## What to work on
Copy out the data below, swapping "palm tree" for "coconut palm" wherever it occurs and changing nothing else. Omit the pictures from your answer.

## Input material
§ §

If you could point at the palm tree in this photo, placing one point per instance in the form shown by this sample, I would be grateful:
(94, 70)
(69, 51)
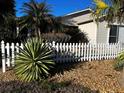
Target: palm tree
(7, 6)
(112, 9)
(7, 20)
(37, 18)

§ §

## Written answer
If you could point at the coconut palm in this photo, placing one point per instance in the form shown by this sample, I would be grateful:
(94, 70)
(69, 51)
Target: coconut palm
(7, 6)
(112, 9)
(7, 20)
(37, 18)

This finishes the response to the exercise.